#### ENTRIES SUPPLIED:
====

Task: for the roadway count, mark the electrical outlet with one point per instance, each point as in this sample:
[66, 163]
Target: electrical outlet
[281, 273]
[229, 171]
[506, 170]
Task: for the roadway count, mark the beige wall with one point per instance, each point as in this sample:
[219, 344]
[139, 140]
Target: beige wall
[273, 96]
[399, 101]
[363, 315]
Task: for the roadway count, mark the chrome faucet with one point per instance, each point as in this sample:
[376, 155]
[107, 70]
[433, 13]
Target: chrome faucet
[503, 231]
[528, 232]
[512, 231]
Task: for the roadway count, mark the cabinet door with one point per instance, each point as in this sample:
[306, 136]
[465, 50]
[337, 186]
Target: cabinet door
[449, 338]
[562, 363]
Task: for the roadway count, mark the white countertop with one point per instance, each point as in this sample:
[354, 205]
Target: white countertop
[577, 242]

====

#### WORK ITEM:
Where does the string "Task" appear in the records above? Show every line that holds it.

#### REPLY TO THE EXERCISE:
Task: for the roadway count, mark the electrical outlet with one point per instance, each point as in this sample:
Task: for the roadway count, mark the beige wall with one point per instance, each point as in this sample:
Task: for the roadway count, mark the chrome faucet with one point per instance, each point as in this sample:
Task: for the roadway count, mark the cabinet door with one point per instance, each point as in this sample:
Task: for the roadway count, mark the white countertop with one point per instance, each point as in this sample:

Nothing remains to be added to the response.